INPUT DATA START
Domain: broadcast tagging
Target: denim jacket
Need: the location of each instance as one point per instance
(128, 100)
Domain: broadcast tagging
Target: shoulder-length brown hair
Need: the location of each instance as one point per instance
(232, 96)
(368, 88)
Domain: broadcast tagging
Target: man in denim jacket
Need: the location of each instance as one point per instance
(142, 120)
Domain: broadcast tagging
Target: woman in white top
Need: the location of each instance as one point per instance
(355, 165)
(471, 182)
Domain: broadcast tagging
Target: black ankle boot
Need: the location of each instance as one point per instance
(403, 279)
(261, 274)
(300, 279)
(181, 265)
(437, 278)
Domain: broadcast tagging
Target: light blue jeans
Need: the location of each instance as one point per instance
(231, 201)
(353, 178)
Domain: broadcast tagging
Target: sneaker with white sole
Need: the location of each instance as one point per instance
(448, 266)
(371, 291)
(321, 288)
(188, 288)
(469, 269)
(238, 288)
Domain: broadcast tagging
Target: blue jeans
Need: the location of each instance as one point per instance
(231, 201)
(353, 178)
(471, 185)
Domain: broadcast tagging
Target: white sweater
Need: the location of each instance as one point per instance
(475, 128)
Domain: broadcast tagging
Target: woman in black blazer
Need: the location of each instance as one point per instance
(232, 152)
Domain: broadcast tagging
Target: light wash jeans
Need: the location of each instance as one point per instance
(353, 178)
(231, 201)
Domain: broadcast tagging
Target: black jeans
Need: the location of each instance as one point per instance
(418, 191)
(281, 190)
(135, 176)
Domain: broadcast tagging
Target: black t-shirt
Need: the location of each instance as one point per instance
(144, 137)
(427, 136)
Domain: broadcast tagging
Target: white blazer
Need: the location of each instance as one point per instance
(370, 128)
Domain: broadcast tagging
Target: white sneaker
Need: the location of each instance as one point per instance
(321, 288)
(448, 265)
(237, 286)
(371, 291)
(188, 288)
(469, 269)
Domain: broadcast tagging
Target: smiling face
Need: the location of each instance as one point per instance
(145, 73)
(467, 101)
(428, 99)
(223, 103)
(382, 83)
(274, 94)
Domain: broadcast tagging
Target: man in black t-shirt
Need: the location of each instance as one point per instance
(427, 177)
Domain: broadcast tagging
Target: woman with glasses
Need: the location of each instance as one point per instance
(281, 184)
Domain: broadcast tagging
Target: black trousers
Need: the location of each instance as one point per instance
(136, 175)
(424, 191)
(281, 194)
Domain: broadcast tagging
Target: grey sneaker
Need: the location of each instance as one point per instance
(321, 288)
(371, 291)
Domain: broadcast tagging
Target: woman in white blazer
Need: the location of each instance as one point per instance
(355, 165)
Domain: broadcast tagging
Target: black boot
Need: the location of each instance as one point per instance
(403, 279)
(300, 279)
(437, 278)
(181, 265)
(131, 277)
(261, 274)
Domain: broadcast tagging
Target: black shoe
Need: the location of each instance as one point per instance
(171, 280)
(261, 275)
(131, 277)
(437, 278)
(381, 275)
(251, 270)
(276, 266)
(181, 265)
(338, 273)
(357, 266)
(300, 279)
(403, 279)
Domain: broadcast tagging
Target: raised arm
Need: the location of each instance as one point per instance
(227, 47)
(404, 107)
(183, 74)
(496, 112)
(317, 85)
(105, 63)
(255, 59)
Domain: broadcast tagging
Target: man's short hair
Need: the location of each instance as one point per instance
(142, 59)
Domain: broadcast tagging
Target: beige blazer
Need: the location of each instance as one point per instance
INPUT DATA END
• WHAT TO DO:
Each line above needs to be output again, exactly as shown.

• OUTPUT:
Domain: broadcast tagging
Target: denim jacket
Need: the location of each instance as one point per instance
(128, 100)
Domain: broadcast tagging
Target: shoulder-length brown hair
Need: the location of each instance as one point per instance
(232, 96)
(368, 88)
Domain: broadcast tagging
Target: man in denim jacket
Need: the location of each instance as one point per instance
(142, 120)
Domain: broadcast tagging
Target: woman in white top
Need: the location of each instance as one point per instance
(355, 165)
(471, 182)
Domain: broadcast tagging
Target: black ankle boot
Need: the location of each instance as one point per instance
(403, 279)
(261, 274)
(300, 279)
(181, 265)
(437, 278)
Domain: broadcast tagging
Target: light blue jeans
Need: the location of each instance as one point per instance
(231, 201)
(353, 178)
Domain: broadcast tagging
Target: sneaker with white sole
Need: the location of each instance as one point per instance
(448, 266)
(371, 291)
(321, 288)
(188, 288)
(469, 269)
(238, 288)
Domain: broadcast tagging
Target: blue jeans
Need: the location of each instance as one point per instance
(231, 201)
(353, 178)
(471, 185)
Domain: broadcast tagging
Target: white sweater
Need: the location of each instance as one point per instance
(475, 128)
Domain: broadcast tagging
Target: woman in black blazer
Need: the location of each instance as one point per instance
(232, 152)
Domain: broadcast tagging
Target: light wash jeans
Need: the location of each instance as one point per instance
(353, 178)
(231, 201)
Domain: broadcast tagging
Target: black jeans
Need: the location of each instance as one point per instance
(418, 191)
(281, 190)
(135, 176)
Domain: broadcast tagging
Target: black t-shirt
Need: the location of each instance as one point per instance
(144, 137)
(427, 136)
Domain: broadcast tagging
Target: white blazer
Need: the location of each instance as one point per instance
(370, 128)
Domain: broadcast tagging
Target: white sneaker
Need: the location of each instance as one point per instance
(321, 288)
(448, 265)
(237, 286)
(371, 291)
(188, 288)
(469, 269)
Domain: broadcast tagging
Target: smiling face
Need: the location of each instance as one point per instance
(145, 73)
(467, 101)
(428, 99)
(223, 103)
(382, 83)
(274, 94)
Domain: broadcast tagging
Target: man in black t-shirt
Need: the location of each instance as one point per instance
(427, 177)
Domain: broadcast tagging
Target: woman with glasses
Need: the location of each instance as one point per instance
(281, 184)
Domain: broadcast tagging
Target: black trousers
Need: the location of each instance as one point per instance
(136, 175)
(424, 191)
(281, 194)
Domain: broadcast tagging
Target: grey sneaker
Need: the location of each instance as one point per instance
(321, 288)
(371, 291)
Domain: broadcast tagging
Target: woman in white blazer
Need: the location of each instance as one point per instance
(355, 165)
Domain: broadcast tagging
Target: black boot
Need: the location of each instance as one point per instance
(403, 279)
(300, 279)
(437, 278)
(181, 265)
(131, 277)
(261, 274)
Domain: broadcast tagging
Target: black shoe
Need: the location of each instance as one point per instance
(171, 280)
(261, 275)
(131, 277)
(437, 278)
(381, 275)
(251, 270)
(276, 266)
(181, 265)
(338, 273)
(357, 266)
(300, 279)
(403, 279)
Domain: broadcast tagging
Target: raised arm
Need: the location of each instance as one point per instance
(227, 47)
(404, 107)
(183, 74)
(496, 112)
(317, 85)
(105, 63)
(255, 59)
Domain: broadcast tagging
Target: man's short hair
Need: the location of each instance as one point per instance
(142, 59)
Domain: broadcast tagging
Target: beige blazer
Need: the location of each instance as one point per instance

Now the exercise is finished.